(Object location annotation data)
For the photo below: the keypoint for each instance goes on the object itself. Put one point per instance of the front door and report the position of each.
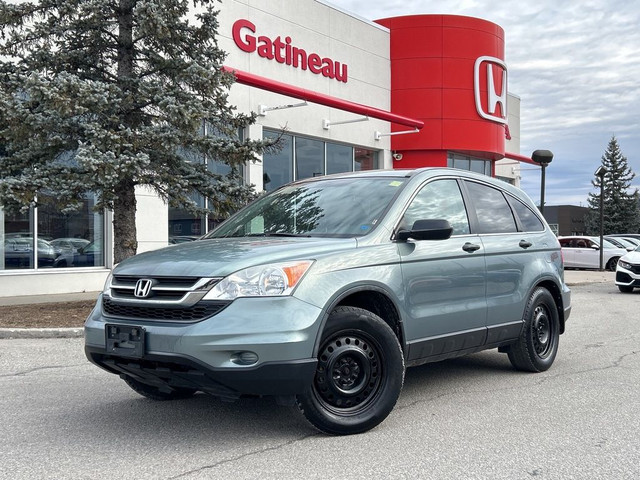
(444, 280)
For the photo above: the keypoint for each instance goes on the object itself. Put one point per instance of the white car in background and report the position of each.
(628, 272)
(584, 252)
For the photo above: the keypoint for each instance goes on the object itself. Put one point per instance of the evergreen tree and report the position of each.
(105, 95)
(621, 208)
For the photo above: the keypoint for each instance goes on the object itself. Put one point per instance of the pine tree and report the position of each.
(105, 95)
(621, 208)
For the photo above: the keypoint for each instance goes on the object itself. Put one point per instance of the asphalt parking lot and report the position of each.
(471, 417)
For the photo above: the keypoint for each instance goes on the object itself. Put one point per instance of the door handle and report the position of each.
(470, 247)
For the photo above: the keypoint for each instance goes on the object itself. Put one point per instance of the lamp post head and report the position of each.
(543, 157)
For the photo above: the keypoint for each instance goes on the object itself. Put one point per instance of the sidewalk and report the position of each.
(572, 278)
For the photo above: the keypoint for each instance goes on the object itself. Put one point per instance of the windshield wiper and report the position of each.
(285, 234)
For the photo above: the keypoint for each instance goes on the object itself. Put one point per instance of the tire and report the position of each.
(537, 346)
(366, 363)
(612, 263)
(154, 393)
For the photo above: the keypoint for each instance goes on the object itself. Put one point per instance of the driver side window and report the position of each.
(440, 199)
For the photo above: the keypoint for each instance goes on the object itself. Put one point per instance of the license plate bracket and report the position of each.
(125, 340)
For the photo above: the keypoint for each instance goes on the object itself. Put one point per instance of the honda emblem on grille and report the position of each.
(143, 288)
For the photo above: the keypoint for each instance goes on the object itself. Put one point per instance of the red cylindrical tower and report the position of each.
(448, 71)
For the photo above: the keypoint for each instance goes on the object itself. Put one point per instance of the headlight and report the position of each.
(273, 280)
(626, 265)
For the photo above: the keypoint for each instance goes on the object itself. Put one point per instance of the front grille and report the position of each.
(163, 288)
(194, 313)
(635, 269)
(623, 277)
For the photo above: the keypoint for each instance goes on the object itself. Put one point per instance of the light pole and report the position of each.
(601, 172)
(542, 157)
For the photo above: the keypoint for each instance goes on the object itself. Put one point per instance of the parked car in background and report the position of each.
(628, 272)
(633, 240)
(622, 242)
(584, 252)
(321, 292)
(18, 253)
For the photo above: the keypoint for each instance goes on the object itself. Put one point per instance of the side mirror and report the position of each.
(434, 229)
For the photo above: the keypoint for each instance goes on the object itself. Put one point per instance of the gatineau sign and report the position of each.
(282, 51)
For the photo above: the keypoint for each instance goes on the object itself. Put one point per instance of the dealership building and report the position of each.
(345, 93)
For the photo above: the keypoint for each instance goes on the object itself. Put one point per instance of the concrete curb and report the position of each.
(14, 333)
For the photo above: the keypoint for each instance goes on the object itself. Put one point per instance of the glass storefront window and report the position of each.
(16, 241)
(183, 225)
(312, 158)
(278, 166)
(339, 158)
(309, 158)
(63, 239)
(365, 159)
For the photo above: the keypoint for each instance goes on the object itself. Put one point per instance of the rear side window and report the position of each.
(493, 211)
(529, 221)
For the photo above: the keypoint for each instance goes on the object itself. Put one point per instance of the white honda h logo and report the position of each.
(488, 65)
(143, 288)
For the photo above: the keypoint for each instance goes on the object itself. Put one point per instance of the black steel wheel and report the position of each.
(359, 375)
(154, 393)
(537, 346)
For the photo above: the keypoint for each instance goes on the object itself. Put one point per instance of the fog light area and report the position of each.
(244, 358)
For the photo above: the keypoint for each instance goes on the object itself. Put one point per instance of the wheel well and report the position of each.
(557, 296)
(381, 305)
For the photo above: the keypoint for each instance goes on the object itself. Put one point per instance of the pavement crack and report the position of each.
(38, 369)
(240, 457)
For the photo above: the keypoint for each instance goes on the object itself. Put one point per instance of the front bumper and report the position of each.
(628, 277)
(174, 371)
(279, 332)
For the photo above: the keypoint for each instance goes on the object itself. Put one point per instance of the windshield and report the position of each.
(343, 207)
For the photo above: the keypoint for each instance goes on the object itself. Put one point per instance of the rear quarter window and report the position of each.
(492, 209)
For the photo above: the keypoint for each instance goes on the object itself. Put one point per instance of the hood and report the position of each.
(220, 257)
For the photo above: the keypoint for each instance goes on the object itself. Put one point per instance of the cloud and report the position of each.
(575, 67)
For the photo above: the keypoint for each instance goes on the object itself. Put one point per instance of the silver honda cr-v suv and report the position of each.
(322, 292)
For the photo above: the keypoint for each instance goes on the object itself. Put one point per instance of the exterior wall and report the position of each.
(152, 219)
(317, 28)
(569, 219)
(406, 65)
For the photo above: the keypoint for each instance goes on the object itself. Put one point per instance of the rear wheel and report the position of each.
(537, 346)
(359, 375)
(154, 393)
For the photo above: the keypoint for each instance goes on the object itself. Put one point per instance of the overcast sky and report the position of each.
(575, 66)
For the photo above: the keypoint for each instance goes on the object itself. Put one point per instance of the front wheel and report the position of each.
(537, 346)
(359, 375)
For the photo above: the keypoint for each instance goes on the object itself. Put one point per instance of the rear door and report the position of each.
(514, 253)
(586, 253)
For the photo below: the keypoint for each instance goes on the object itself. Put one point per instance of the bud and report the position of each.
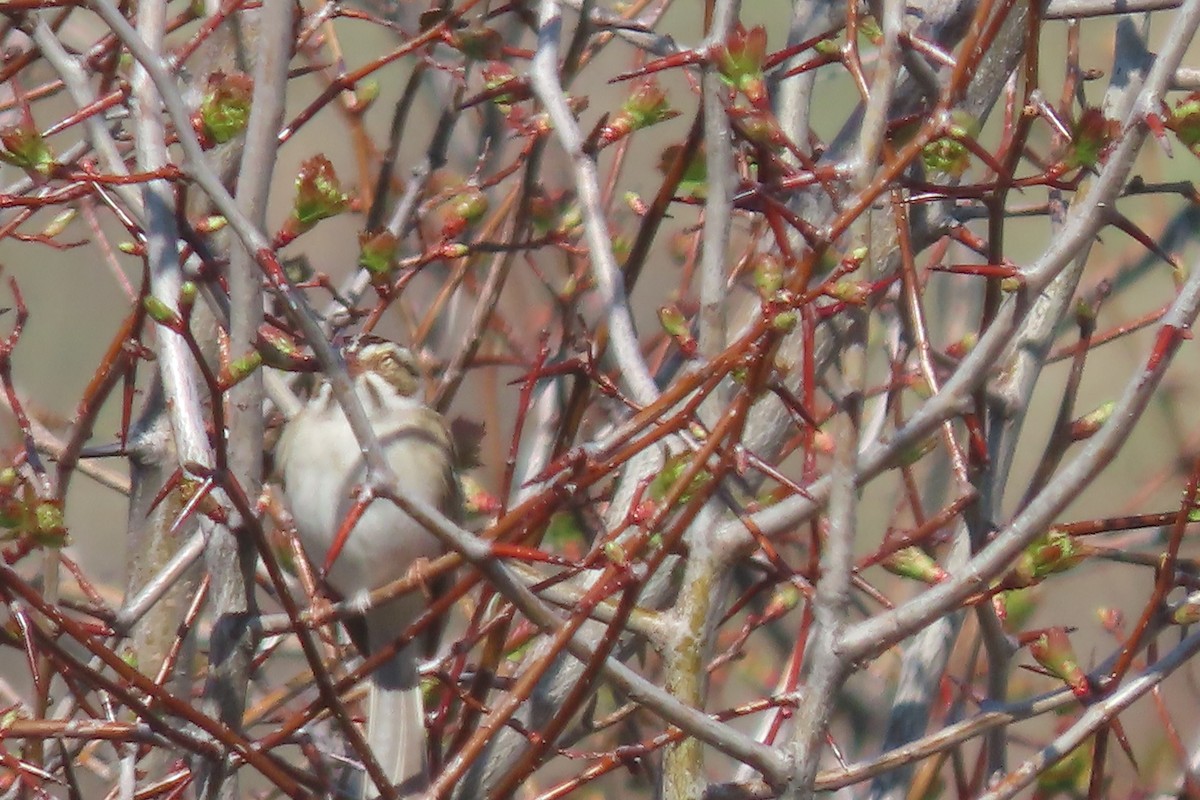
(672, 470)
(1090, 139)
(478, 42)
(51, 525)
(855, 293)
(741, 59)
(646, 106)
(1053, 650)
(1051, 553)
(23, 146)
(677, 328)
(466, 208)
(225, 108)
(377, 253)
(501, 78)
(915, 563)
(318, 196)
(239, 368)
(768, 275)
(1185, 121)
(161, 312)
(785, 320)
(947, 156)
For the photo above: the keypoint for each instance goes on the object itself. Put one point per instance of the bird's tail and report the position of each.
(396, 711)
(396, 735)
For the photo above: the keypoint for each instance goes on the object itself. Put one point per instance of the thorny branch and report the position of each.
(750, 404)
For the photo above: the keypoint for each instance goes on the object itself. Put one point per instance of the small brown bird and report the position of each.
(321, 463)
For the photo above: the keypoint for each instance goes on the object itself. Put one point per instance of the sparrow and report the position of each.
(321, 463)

Exercise instructions>
Exactly reproduce the lines beginning with the one that contains "tail and report the position of each." and ending with the last line of the material, both included. Leave out everything else.

Answer to the exercise>
For the photo above: the keypoint for each instance goes on the object itself. Put one point per instance of the bird's tail and report the position of each.
(396, 711)
(396, 735)
For the photo above: the keypoint for each instance goes on the object itself. Put one point per instance of the thorny branch and report the position of each.
(750, 404)
For the photo above: the keypoint for each instance goes on the object itself. Put one point per instance of the small brown bird and report the position of each.
(321, 463)
For the photo above: the keypoint for each instance goes on the object itself. Put one point per instance of the sparrow and report the position of each.
(321, 463)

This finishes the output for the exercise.